Repeat every one of the items below word for word, but leave the pictures out of your answer.

── Data

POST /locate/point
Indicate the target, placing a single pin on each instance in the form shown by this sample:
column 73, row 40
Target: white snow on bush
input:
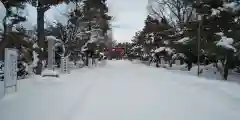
column 52, row 38
column 35, row 45
column 178, row 56
column 226, row 43
column 160, row 49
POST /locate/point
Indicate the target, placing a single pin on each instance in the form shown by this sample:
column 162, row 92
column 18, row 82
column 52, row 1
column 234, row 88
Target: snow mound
column 48, row 72
column 183, row 40
column 160, row 49
column 226, row 43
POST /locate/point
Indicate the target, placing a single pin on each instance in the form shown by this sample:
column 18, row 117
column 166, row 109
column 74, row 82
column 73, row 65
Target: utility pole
column 199, row 17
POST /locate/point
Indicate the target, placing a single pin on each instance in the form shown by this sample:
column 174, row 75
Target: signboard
column 177, row 62
column 51, row 53
column 10, row 68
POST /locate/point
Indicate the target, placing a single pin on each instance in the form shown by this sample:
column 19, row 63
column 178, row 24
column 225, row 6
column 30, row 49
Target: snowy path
column 123, row 91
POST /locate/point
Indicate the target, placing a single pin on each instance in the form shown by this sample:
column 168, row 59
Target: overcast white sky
column 128, row 15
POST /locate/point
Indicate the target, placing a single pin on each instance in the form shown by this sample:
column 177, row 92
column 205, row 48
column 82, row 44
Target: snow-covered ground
column 122, row 90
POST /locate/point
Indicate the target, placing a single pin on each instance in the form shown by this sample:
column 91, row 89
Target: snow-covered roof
column 226, row 43
column 167, row 49
column 52, row 38
column 183, row 40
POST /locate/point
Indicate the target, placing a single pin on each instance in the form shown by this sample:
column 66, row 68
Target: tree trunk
column 4, row 41
column 40, row 35
column 226, row 66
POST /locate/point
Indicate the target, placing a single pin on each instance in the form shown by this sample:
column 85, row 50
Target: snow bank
column 52, row 38
column 138, row 93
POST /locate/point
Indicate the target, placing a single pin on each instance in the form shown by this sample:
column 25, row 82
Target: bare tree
column 177, row 12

────

■ **Solution to this task**
POST /locate/point
Indicate the target, placing a single pin on each instance in the form shown by this sample:
column 73, row 40
Target: white snow on bush
input:
column 52, row 38
column 35, row 45
column 178, row 56
column 226, row 43
column 160, row 49
POST /locate/point
Indicate the target, placing a single pin on each instance in the form shown by this sample:
column 162, row 92
column 18, row 82
column 52, row 1
column 234, row 88
Target: snow mound
column 48, row 72
column 183, row 40
column 160, row 49
column 226, row 43
POST /locate/point
Indicate the target, placing a single pin on each instance in the form shown by this sample:
column 18, row 117
column 166, row 109
column 74, row 82
column 73, row 65
Target: utility pole
column 199, row 17
POST /locate/point
Indicate the target, placing a single pin on each instance in the form shown by this sample:
column 174, row 75
Target: signboard
column 177, row 62
column 51, row 53
column 10, row 68
POST /locate/point
Indicate the target, placing a single pin on each instance in the form shown by this sample:
column 19, row 63
column 178, row 24
column 225, row 6
column 30, row 49
Target: snowy path
column 123, row 91
POST /locate/point
Indicate the target, placing a single pin on each instance in the form shown by this sample:
column 168, row 59
Target: overcast white sky
column 128, row 15
POST /locate/point
Indicate the target, placing a single pin on each instance in the form shown by this sample:
column 177, row 92
column 205, row 48
column 82, row 44
Target: snow-covered ground
column 122, row 90
POST /locate/point
Indicate the target, placing a single pin on each instance in the form shown by this sample:
column 91, row 89
Target: snow-covered roof
column 226, row 43
column 167, row 49
column 52, row 38
column 183, row 40
POST /locate/point
Indicate the target, placing a single pin on each instance in the form shown by this sample:
column 66, row 68
Target: tree trunk
column 4, row 41
column 40, row 35
column 226, row 66
POST /locate/point
Indicate the target, placing a single pin on each instance in the form shown by this sample:
column 85, row 50
Target: snow bank
column 52, row 38
column 138, row 93
POST /locate/point
Indicate the target, placing a single pin on each instance in the form shown by this sample:
column 25, row 82
Target: bare tree
column 177, row 12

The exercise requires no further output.